→ Selected excerpt
KZN Budget Debate - Provincial Treasury (Vote 6)  

 

by Roman Liptak MPL


KwaZulu-Natal Legislature  

PIETERMARITZBURG: 4 August 2009

 

Madam Chairperson

 

At a post-election budget council, the new national Minister of Finance urged the Hon. MEC for Finance and her colleagues from other provinces to see themselves as the "CFOs of their respective provinces".

 

As custodians of provincial finances, the Finance MECs have to lay a strong foundation for the best possible return on resources expended, and be the key negotiators with the Premier and the fellow MECs in how to improve efficiency within their administrations and best achieve service delivery targets in their provinces.

 

This role includes taking steps to achieve clean governance and full compliance with either PFMA or MFMA requirements, and importantly, nurturing talent management, especially in the fields of general and financial governance.

 

 From what we have seen so far of the Hon. Finance MEC's performance, she has taken these tasks to heart. We in the Official Opposition particularly appreciate the openness on her part in dealing with our province's fiscal challenges, both past and present.

 

The MEC's attitude during her budget presentation and especially during  the recent briefing on health budget reveals a genuine commitment to greater openness and improved efficiency.

 

The additional challenges posed by the economic recession cannot be addressed adequately without a commitment to transparency. With 117,000 jobs shed in our province in the first quarter in the wake of a sharp contraction of 6.7 percent in our gross domestic product, a concerted effort between business, government and labour is needed.

 

So far, we have seen some success stories during this parliamentary term. OSD for social workers was finally agreed upon in June, and the medical doctors' labour dispute was resolved after a lengthy negotiation last month. The immediate challenge for the Hon. MEC for Finance is to improve communication between Treasury and government departments, and the embattled Department of Health in particular.

 

The Hon. MEC for Finance will no doubt learn from the rocky experience of the task team formed late last year to curb runaway expenditure in the Department of Health. The task team was expected to address the situation where the Provincial Treasury and the department could not agree on how spending patterns should be managed. There is little evidence that such an agreement exists today.

→ Your instructions
Answer these questions about the Provincial Treasury budget debate speech above.
(a) In what city and on what date was the speech given?
(b) How many jobs were lost in the province in the first quarter?
(c) What was finally agreed upon for social workers in June?

→ Exercise data
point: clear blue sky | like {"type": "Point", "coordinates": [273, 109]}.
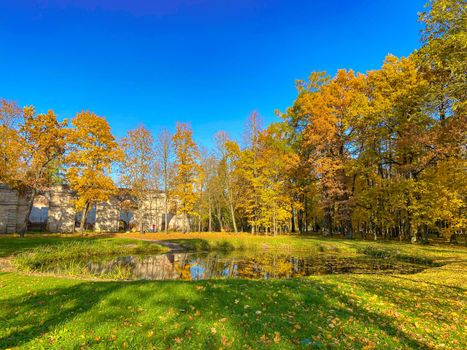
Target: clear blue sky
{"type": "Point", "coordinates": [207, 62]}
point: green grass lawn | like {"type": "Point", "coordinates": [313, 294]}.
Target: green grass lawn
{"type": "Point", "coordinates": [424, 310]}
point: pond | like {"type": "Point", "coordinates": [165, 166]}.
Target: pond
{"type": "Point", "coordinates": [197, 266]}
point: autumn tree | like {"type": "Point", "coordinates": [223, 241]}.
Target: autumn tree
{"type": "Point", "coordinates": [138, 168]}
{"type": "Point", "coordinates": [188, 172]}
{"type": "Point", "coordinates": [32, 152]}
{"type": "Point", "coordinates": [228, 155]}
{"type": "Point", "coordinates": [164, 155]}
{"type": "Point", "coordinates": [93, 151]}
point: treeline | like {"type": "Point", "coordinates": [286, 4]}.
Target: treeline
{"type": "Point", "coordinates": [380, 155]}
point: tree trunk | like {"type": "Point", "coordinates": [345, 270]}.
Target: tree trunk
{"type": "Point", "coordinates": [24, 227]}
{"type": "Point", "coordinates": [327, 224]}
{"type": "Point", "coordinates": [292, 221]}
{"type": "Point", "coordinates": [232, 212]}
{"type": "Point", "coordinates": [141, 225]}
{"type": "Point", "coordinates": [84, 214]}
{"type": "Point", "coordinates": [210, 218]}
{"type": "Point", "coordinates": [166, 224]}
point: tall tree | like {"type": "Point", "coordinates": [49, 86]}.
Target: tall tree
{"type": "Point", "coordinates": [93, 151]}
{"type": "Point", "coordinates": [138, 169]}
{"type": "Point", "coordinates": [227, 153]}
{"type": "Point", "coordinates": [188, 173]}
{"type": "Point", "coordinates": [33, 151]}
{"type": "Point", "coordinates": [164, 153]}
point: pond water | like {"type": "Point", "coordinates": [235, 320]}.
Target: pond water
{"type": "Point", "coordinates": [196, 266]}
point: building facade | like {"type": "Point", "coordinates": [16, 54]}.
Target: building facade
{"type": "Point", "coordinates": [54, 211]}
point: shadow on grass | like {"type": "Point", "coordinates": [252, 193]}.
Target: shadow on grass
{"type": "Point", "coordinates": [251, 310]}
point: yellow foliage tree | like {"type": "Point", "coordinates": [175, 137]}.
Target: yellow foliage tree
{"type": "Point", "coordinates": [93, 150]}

→ Exercise output
(a) Pietermaritzburg, on 4 August 2009.
(b) 117,000 jobs.
(c) OSD for social workers.